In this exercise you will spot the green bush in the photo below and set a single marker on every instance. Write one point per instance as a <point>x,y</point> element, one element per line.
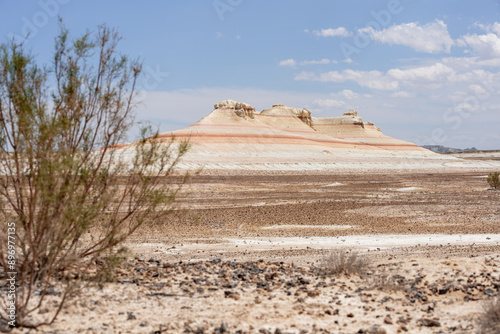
<point>494,180</point>
<point>71,196</point>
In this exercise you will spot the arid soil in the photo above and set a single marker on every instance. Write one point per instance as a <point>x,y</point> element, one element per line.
<point>246,254</point>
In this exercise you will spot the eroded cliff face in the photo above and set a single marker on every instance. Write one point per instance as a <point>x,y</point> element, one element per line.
<point>235,136</point>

══════════

### Task to carry out
Replicate the material above verbatim; images stay out of the copy.

### Problem solution
In this exercise you will spot the green bush in the photo below and set a single marker on every instance. Write one point per instance as a <point>x,y</point> element, one element per line.
<point>494,180</point>
<point>71,196</point>
In this exercise you will spot the arid soil in the photo above and set a single marker on every instance. Write one point per instance as a <point>x,y</point> element, one element per line.
<point>246,254</point>
In this exercise you will spot the eroded cliff face in the photo above and set a single marker on every instance. Write one point per instance as a <point>x,y</point> element, one element per line.
<point>235,136</point>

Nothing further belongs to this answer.